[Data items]
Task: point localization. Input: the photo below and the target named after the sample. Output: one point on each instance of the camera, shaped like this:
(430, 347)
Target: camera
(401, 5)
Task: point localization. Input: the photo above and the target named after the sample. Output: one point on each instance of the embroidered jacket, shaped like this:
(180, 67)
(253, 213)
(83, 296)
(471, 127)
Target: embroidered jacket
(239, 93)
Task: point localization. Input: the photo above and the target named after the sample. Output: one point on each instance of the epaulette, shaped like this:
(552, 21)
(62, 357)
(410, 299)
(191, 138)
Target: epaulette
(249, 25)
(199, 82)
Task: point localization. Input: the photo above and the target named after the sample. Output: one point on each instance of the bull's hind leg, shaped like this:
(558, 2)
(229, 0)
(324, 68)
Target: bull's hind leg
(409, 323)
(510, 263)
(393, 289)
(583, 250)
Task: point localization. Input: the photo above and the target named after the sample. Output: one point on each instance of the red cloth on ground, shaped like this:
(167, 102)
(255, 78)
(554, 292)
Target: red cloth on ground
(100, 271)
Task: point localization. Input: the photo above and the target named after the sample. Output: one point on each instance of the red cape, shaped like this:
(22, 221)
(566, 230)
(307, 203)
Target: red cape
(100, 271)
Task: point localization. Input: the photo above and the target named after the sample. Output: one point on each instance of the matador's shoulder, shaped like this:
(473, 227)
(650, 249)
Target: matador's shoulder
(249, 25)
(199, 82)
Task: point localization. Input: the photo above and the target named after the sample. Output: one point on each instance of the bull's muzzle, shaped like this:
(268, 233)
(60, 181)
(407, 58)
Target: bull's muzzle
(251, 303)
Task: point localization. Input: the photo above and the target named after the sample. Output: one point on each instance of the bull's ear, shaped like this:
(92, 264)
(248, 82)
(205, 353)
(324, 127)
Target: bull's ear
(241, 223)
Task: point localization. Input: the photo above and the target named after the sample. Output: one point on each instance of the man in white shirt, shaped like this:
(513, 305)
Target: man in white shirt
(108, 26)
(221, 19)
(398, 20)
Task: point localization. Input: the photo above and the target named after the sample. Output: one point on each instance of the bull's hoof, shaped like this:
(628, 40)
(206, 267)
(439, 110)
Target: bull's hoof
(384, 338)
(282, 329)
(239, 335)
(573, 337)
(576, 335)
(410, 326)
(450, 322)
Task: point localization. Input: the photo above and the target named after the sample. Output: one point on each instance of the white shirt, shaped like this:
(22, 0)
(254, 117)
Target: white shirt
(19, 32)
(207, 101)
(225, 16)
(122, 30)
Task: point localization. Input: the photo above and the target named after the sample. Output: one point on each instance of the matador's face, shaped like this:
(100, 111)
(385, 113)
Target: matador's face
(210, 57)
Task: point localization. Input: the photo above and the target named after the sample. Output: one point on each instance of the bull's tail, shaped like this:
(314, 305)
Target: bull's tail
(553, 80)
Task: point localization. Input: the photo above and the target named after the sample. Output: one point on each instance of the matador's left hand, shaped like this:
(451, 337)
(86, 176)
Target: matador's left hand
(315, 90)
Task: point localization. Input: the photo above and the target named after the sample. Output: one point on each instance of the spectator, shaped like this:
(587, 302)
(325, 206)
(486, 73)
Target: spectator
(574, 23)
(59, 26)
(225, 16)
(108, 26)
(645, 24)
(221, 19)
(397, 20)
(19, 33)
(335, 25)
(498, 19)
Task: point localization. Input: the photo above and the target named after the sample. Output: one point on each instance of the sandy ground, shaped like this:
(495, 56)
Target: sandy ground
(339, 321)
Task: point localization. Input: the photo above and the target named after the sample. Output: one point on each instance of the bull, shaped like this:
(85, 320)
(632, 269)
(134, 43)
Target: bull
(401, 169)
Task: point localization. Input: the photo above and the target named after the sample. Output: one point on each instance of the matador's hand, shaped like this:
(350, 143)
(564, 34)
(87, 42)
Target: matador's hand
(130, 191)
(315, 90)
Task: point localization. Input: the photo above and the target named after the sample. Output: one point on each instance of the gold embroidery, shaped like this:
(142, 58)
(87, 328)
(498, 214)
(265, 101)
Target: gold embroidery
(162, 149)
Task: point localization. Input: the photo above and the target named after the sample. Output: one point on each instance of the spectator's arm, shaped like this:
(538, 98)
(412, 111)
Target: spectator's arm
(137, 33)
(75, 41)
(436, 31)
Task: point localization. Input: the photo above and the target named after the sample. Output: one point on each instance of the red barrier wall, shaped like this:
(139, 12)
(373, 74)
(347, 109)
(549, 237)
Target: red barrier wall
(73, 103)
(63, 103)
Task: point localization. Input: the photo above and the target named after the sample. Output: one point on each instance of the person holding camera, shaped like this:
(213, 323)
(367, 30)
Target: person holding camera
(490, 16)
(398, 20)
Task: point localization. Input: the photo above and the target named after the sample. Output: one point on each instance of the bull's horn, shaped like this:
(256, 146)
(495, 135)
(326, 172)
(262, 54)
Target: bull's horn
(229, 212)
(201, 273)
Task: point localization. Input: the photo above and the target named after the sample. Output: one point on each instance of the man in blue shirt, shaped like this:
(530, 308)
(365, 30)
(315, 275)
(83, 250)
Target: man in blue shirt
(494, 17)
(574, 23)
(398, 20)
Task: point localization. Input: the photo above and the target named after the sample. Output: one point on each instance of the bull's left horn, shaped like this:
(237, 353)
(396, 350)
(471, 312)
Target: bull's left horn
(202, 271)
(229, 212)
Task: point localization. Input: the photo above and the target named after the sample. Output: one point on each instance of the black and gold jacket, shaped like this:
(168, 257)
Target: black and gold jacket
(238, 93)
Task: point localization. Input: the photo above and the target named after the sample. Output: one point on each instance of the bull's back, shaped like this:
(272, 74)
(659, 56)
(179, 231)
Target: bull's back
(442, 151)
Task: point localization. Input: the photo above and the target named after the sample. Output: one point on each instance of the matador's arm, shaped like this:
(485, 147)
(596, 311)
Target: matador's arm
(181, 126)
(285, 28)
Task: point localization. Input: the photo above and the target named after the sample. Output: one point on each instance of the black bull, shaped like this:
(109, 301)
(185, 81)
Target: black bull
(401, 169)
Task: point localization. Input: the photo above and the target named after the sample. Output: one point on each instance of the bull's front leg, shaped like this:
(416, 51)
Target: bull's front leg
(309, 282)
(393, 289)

Task -
Your task is to transcribe the material exactly.

Output of the task -
Task: point localization. Input: the photo below and the target named after the sample. Output: one point on each instance of the camera, shaped like this:
(430, 347)
Target: camera
(401, 5)
Task: point localization. Input: the photo above and the target named after the sample. Output: one point on each instance of the embroidered jacket, shaped like this:
(180, 67)
(253, 213)
(83, 296)
(471, 127)
Target: embroidered jacket
(239, 93)
Task: point localization. Input: the photo above and the target named after the sample. Output: one point on each instance of the epaulette, shaped like this:
(552, 21)
(62, 357)
(410, 299)
(191, 138)
Target: epaulette
(249, 25)
(199, 82)
Task: point localization. Input: the photo above and the target named after the sample. Output: one point on each instance of the bull's hind leg, shaped like this:
(558, 2)
(229, 0)
(324, 68)
Target: bull's hind leg
(409, 323)
(510, 263)
(393, 289)
(583, 250)
Task: point localization. Input: the photo above and the target named after the sample. Output: one point on each instance of the red cloth on ground, shaped like this:
(167, 102)
(255, 78)
(554, 292)
Target: red cloth on ground
(100, 271)
Task: point localization. Input: the photo above and the target named after the sample. Output: one point on each instance of the red cape, shaped like this:
(22, 221)
(566, 230)
(307, 203)
Target: red cape
(100, 271)
Task: point localization. Input: the photo above and the target named after the sample. Output: one point on each instance of the matador's shoulder, shaped like this:
(473, 227)
(650, 249)
Target: matador's shoulder
(249, 25)
(199, 82)
Task: point localization. Input: the photo above and the target named after the sample. Output: one point on each instance of the bull's muzzle, shaped like this:
(268, 233)
(60, 181)
(407, 58)
Target: bull's muzzle
(251, 303)
Task: point localization. Input: the photo above and the target named after the sample. Output: one point on each instance of the bull's ear, shaped like this:
(92, 264)
(248, 82)
(205, 353)
(324, 127)
Target: bull's ear
(241, 223)
Task: point localization. Input: the photo above and the target named after the sample. Output: one point on each instance of the man in white shirt, shaped like this:
(513, 305)
Target: man in white shirt
(108, 26)
(221, 19)
(398, 20)
Task: point localization. Input: the photo above and the target named after the sample. Output: one point on each instance of the bull's hoof, shaped like this:
(628, 40)
(206, 267)
(439, 110)
Target: bull's hoof
(384, 338)
(282, 329)
(239, 335)
(573, 337)
(576, 335)
(410, 326)
(450, 322)
Task: point localization. Input: the photo above and the target named after the sample. Output: one point on each instance of the white shirt, shaped like this:
(22, 0)
(254, 117)
Target: white shirt
(19, 32)
(207, 101)
(225, 16)
(122, 30)
Task: point localization. Input: the photo above and the target named after the sample. Output: one point on each instance of the matador's face, shaped like this:
(100, 111)
(385, 113)
Target: matador's face
(210, 57)
Task: point localization. Input: the photo above and the target named after the sample. Output: one point on each instance of the bull's tail, shaped like this:
(314, 305)
Target: bull's tail
(553, 80)
Task: point localization. Input: the photo above and the target named after the sample. Output: one point on each instance of the matador's left hand, shaped like this:
(451, 337)
(86, 176)
Target: matador's left hand
(315, 90)
Task: point localization. Input: the photo above and the target named after the sample. Output: one point on each instance of the spectator, shaped like this:
(587, 302)
(325, 206)
(486, 73)
Target: spectator
(574, 23)
(59, 26)
(225, 16)
(108, 26)
(645, 24)
(221, 19)
(397, 20)
(19, 33)
(335, 25)
(498, 19)
Task: point localization. Input: the photo above and the target named after the sample. Output: one point on each instance of the sandy ground, shaped like this:
(495, 56)
Target: sandy ground
(339, 321)
Task: point localization. Input: the photo above and the target named after the sample. Output: one point on each instance of the bull, shaped like this:
(85, 320)
(632, 269)
(134, 43)
Target: bull
(401, 169)
Task: point localization. Input: the photo above and the target named after the sample. Output: one point on each instance of the matador's hand, shaped like this:
(350, 143)
(564, 34)
(87, 42)
Target: matador's hand
(130, 191)
(315, 90)
Task: point localization. Input: the photo above and the target named after the sample. Output: one point on each instance of the gold embroidery, shaped like this:
(142, 58)
(87, 328)
(498, 214)
(265, 101)
Target: gold embroidery
(162, 149)
Task: point localization. Input: the photo above and the target named after the sample. Output: one point on each instance of the spectator's arm, shaped like this:
(538, 98)
(412, 111)
Target: spectator's arm
(137, 33)
(75, 41)
(436, 31)
Task: point localization. Input: the photo above and the target named after the sample. Output: one point on each instance of the red barrier wall, shaped like this:
(139, 12)
(373, 74)
(347, 109)
(549, 237)
Target: red barrier wall
(73, 103)
(63, 103)
Task: point localization. Input: the photo above and the target named after the sample. Output: one point on each instance of the person holding camera, shaped like this:
(213, 323)
(367, 30)
Target: person holding camera
(490, 16)
(398, 20)
Task: point localization. Input: the photo above and the target named after the sample. Output: one point on each instance of the bull's horn, shaped like this:
(256, 146)
(495, 135)
(326, 172)
(262, 54)
Target: bull's horn
(229, 212)
(201, 273)
Task: point localization. Input: the photo above and the target named after the sample. Output: one point on each instance of the man in blue shirt, shaped like this:
(530, 308)
(365, 30)
(315, 275)
(83, 250)
Target: man in blue shirt
(494, 17)
(574, 23)
(398, 20)
Task: point localization. Input: the photo above and the target named after the sample. Output: one point on each instance of the bull's left horn, shaped like this:
(237, 353)
(396, 350)
(471, 312)
Target: bull's left horn
(202, 271)
(229, 212)
Task: point localization. Input: the photo above and the target named after the sample. Output: one point on each instance of the black and gold jacket, shaped like this:
(168, 257)
Target: black and gold jacket
(238, 93)
Task: point localization. Input: the photo above and the target named after the sample. Output: one point on each instance of the bull's back, shaped like this:
(272, 74)
(659, 56)
(179, 231)
Target: bull's back
(442, 151)
Task: point localization. Input: the photo above and the target named after the sample. Output: one point on each instance of the matador's arm, shaped like this:
(485, 147)
(596, 311)
Target: matador's arm
(181, 126)
(285, 28)
Task: point localization. Input: the photo above and the target named after the sample. Output: one point on each instance of the black bull, shaped like this:
(109, 301)
(185, 81)
Target: black bull
(401, 169)
Task: point localization. Input: the photo above and the target named after the sample. Output: one point on each instance of the bull's front leg, shaped like this:
(416, 51)
Target: bull's front leg
(309, 282)
(393, 289)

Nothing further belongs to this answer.